# [Brief]
Below are the records; retype each one exactly.

# [Data in this exercise]
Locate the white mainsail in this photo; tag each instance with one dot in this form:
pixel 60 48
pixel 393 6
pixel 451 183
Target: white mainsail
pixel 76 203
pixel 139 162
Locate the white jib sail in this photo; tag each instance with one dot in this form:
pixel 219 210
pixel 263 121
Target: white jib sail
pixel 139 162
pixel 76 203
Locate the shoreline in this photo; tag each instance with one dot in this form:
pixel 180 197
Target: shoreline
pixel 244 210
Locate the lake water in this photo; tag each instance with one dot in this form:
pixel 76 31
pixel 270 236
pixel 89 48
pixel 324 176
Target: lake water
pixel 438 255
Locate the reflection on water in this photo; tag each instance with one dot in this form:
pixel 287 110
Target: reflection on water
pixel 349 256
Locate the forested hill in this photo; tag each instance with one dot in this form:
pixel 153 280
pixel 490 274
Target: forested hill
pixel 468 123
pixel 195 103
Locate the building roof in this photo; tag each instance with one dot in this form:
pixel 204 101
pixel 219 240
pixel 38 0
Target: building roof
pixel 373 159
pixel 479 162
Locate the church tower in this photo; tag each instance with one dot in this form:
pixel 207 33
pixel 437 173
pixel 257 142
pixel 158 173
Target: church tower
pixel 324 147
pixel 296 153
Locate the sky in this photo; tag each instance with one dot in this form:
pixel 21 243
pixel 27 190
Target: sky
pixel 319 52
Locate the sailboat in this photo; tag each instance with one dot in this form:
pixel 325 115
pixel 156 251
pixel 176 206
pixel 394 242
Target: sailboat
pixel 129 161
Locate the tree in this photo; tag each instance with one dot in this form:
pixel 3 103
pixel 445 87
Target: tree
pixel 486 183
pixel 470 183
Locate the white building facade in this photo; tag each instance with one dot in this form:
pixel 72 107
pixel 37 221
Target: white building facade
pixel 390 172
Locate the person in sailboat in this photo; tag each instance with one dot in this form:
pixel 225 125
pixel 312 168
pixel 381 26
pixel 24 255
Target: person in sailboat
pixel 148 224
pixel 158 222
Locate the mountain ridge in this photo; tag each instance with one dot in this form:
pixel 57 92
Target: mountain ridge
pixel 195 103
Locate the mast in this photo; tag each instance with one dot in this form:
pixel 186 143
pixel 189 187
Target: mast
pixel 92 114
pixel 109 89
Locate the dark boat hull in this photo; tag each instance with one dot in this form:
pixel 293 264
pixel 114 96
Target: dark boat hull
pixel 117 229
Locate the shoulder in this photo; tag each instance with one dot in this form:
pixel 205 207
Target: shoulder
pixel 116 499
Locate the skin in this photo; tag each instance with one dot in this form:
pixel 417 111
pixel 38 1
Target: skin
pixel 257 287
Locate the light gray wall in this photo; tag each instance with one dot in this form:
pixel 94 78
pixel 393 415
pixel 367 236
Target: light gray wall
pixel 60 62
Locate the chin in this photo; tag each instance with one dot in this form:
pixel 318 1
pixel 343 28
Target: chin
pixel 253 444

# [Response to the exercise]
Locate the white mainsail in this photo; tag each instance with one dot in this form:
pixel 60 48
pixel 393 6
pixel 451 183
Target: white mainsail
pixel 76 203
pixel 139 162
Locate the white jib sail in this photo; tag each instance with one dot in this form:
pixel 219 210
pixel 263 121
Target: white jib sail
pixel 139 162
pixel 76 203
Locate the shoreline in this photo; tag each instance with one dot in this form:
pixel 180 197
Target: shoreline
pixel 244 210
Locate the lake water in this photo; tag each instance with one dot in this form:
pixel 76 31
pixel 270 236
pixel 89 48
pixel 324 176
Target: lake water
pixel 438 255
Locate the reflection on water in this photo; tag each instance with one dot in this form:
pixel 287 110
Target: reflection on water
pixel 349 256
Locate the forested hill in this photo; tag each instance with one dot in this form:
pixel 153 280
pixel 490 274
Target: forested hill
pixel 468 123
pixel 195 103
Locate the building roof in this photo; tag each instance with one dot in this form:
pixel 204 101
pixel 219 240
pixel 38 0
Target: building roof
pixel 373 159
pixel 479 162
Locate the church tower in this photo; tag each instance with one dot in this form:
pixel 207 33
pixel 437 173
pixel 257 142
pixel 158 173
Target: church tower
pixel 324 147
pixel 296 153
Locate the sky in this photo; tag each instance with one dot in this form:
pixel 21 243
pixel 27 190
Target: sky
pixel 319 52
Locate the sailboat in this photo; tag each instance with one dot in this form:
pixel 325 115
pixel 156 251
pixel 176 206
pixel 394 242
Target: sailboat
pixel 129 161
Locate the tree in this photo; tag each instance with one dot in this form:
pixel 3 103
pixel 445 87
Target: tree
pixel 486 183
pixel 470 183
Locate the white building facade in this photo; tag each instance with one dot in this form:
pixel 72 107
pixel 37 221
Target: white building facade
pixel 390 172
Locate the person in sailboat in this photo; tag each instance with one dot in this form:
pixel 225 125
pixel 312 168
pixel 381 26
pixel 24 255
Target: person in sailboat
pixel 148 224
pixel 158 222
Locate the mountain ridge in this photo; tag each instance with one dot in this form:
pixel 57 92
Target: mountain ridge
pixel 195 103
Locate the mast in this photo; tag each instance with one dot in this form:
pixel 186 143
pixel 189 187
Target: mast
pixel 92 114
pixel 109 89
Locate the dark boat hull in this photo; tag each instance with one dot in this form:
pixel 293 264
pixel 114 96
Target: dark boat hull
pixel 117 229
Locate the shoulder in this photo; tag each instance with one dot in this form:
pixel 205 207
Target: shoulder
pixel 116 499
Locate the skin in this photo; tag each instance with one dot in this form:
pixel 417 111
pixel 38 1
Target: skin
pixel 257 287
Locate the light gray wall in this photo; tag each instance with one dot in this form:
pixel 94 78
pixel 393 415
pixel 367 236
Target: light gray wall
pixel 60 62
Locate the chin in this photo; tag each instance with one dot in this form:
pixel 318 1
pixel 343 28
Target: chin
pixel 253 444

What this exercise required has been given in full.